What to do
Where the records below begin, start copying, and stop after the line that contains "# for every instance of the car hood, mark"; reproduce every line exactly but omit pictures.

[Dataset entries]
§

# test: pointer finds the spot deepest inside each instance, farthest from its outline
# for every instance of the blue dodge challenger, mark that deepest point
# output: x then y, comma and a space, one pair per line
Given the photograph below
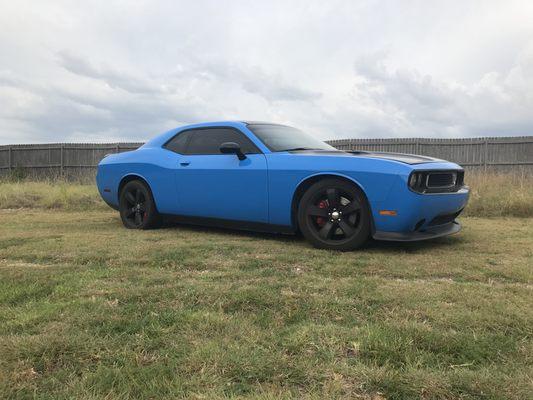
263, 176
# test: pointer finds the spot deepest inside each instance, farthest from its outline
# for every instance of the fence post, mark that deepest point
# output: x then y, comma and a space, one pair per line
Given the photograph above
486, 156
61, 149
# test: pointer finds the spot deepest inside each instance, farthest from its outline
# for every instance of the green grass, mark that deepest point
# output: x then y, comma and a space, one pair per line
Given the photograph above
91, 310
50, 195
492, 195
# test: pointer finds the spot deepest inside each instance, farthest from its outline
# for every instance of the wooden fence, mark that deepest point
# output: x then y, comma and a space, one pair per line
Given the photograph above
490, 153
78, 159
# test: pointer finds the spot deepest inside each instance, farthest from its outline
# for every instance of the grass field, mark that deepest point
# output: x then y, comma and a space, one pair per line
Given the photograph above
91, 310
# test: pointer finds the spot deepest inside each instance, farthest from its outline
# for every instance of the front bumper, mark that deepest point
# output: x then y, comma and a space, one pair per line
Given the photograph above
418, 216
424, 234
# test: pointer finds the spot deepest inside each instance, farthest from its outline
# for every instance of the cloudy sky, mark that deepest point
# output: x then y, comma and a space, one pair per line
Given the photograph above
127, 70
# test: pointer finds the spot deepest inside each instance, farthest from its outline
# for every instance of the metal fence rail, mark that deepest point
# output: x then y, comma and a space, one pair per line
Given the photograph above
72, 159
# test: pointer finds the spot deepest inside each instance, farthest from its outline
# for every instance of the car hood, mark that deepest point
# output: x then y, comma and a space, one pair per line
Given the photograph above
410, 159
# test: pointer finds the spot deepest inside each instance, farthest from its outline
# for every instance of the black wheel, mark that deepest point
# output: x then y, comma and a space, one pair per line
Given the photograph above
333, 214
137, 207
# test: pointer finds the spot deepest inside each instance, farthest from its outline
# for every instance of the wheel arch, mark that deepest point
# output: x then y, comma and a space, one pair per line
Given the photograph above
311, 180
134, 177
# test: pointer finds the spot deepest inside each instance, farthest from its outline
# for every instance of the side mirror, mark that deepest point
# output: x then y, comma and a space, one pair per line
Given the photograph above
232, 148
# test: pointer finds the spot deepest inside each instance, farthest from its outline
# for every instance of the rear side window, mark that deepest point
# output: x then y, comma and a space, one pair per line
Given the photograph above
179, 142
208, 141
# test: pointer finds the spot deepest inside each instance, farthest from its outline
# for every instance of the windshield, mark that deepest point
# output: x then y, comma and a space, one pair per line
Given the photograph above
286, 138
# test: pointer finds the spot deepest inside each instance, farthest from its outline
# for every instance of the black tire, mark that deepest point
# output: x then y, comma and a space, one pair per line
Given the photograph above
334, 214
137, 206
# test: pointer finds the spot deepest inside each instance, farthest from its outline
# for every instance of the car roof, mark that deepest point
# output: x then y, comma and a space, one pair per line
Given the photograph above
161, 139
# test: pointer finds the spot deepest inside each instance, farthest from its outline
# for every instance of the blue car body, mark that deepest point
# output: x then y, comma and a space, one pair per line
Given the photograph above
262, 188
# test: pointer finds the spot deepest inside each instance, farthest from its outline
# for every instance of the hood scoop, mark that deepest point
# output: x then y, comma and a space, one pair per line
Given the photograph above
404, 158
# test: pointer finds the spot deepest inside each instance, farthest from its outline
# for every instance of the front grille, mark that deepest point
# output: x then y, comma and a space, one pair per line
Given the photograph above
444, 218
441, 179
436, 181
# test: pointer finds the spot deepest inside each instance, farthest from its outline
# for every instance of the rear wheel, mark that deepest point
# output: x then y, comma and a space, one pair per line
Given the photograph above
333, 214
137, 207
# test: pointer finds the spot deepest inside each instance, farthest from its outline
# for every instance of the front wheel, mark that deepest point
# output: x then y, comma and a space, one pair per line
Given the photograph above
333, 214
137, 206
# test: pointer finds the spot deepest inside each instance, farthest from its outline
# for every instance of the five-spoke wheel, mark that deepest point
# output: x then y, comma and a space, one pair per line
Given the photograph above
333, 214
137, 208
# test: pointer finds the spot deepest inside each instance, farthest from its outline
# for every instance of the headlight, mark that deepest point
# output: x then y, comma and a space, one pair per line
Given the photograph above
413, 179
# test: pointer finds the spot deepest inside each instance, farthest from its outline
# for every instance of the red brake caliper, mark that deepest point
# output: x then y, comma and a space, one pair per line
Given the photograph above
320, 220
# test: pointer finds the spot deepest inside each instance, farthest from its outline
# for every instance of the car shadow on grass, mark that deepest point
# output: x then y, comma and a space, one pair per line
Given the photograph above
298, 239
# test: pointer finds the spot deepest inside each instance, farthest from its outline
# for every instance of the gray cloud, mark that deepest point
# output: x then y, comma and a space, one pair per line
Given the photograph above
77, 72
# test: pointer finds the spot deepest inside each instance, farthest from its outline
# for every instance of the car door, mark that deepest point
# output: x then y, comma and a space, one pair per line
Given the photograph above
215, 185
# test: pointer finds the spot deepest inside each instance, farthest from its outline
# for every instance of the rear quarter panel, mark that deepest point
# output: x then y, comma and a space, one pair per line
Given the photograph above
155, 165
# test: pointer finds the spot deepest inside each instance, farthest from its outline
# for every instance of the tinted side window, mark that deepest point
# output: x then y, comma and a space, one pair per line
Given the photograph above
179, 142
208, 141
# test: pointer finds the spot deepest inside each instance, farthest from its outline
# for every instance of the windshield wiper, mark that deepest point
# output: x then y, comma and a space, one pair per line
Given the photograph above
300, 149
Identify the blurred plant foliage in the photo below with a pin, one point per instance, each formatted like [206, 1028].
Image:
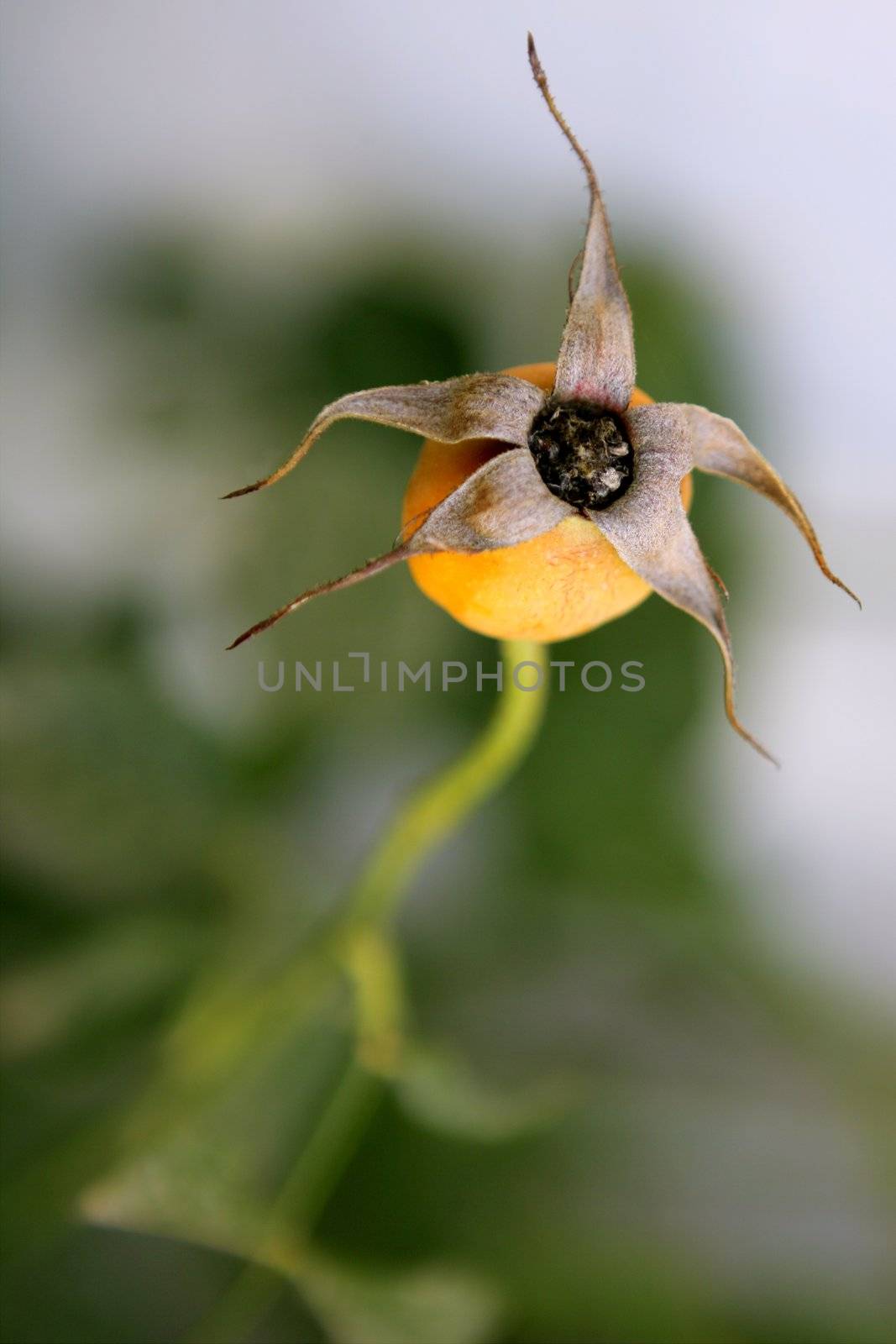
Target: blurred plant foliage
[616, 1121]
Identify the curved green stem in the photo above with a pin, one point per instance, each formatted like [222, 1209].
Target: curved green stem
[367, 953]
[441, 806]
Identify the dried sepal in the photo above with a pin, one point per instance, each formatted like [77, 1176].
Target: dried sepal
[720, 448]
[597, 353]
[473, 407]
[651, 531]
[501, 504]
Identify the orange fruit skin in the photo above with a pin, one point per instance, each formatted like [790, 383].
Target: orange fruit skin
[562, 584]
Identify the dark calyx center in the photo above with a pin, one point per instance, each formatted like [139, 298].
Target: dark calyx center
[580, 454]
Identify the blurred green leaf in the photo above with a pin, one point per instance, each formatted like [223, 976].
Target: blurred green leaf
[427, 1305]
[438, 1089]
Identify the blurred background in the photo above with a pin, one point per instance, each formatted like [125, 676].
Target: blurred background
[652, 983]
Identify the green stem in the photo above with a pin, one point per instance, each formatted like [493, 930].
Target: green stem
[439, 806]
[365, 951]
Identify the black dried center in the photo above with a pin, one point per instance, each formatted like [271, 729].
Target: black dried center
[582, 454]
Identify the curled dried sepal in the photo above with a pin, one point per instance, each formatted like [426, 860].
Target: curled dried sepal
[651, 531]
[474, 407]
[501, 504]
[720, 448]
[597, 354]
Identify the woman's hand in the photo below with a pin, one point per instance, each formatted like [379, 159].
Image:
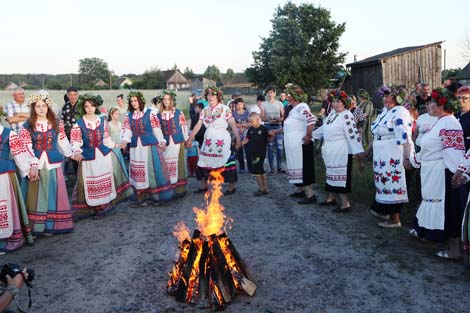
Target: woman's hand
[33, 174]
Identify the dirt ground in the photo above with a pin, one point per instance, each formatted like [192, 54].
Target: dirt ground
[304, 259]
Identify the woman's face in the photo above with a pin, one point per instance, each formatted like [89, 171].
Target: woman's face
[464, 102]
[388, 101]
[135, 104]
[89, 108]
[41, 108]
[116, 115]
[166, 101]
[338, 105]
[212, 99]
[434, 109]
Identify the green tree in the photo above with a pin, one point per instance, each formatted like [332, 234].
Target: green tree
[302, 48]
[91, 69]
[229, 74]
[212, 72]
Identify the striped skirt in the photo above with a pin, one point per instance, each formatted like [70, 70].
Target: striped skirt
[123, 191]
[47, 203]
[21, 229]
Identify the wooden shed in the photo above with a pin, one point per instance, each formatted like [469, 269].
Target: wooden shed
[463, 76]
[403, 66]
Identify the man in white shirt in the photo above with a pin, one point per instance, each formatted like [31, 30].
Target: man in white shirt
[272, 114]
[17, 111]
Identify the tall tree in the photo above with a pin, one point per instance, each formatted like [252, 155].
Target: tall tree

§

Result of this exercise
# test: pointer finds the spot deepest inside each instance, farthest from its outline
# for every instance of the blue dodge challenger, mark that deepest point
# output: x then y, comma and a space, one pair per line
Given the photograph below
263, 176
# test: pointer finds the spot deepest inside each instance, farthest from its outline
# for every instance of the fence post, mark that deepest point
# output: x then y, comma and a space, one pair per line
Given the photograph above
486, 156
61, 149
# test: pointer finds the spot deepest inside each instance, farthest from its outline
# for every instance of the green grass, mark that deepest point
# output: x then y, comma and a space, one pair per line
Given the photograph above
91, 310
50, 195
492, 195
# test: pointer finds the spot deepest inside each instance, farthest from its outline
# for every instance of the wooden fence, mark that deepest point
# output: x then y, comma and a space, one pair per line
Given the photograph above
490, 153
78, 159
# test: pointer finds the spot deepest inside each instance, farthest from its outline
# for every instance of the grass field, mark that deepest point
# output: x then y, comma and a space, one pair per line
Given the photograph above
91, 310
# test: pointer finds the spot deepest inside each instance, farthest from its outline
# for every instance of the front bumper, mark that deepest point
# output: x then y, comma and a space, one pair per line
Given the photograph above
418, 216
424, 234
# test: pointer finds the spot deepest inside each instance, farthest from its outline
# for every instance of the cloudy sky, mark that deepest point
# output: x then y, comma and a space, one pair per line
Given the photograph above
127, 70
# test: pointer finds the spot deepest inside each instance, farthest from its outline
# for every instance of the metal fence rail, mark that deepest point
# output: x then y, comma and a space, one pair per line
Given the photograph above
72, 159
# test: pointer finds the spot deepest inside each instance, farthest from its outline
# for every instance of the car hood, mark that deepest point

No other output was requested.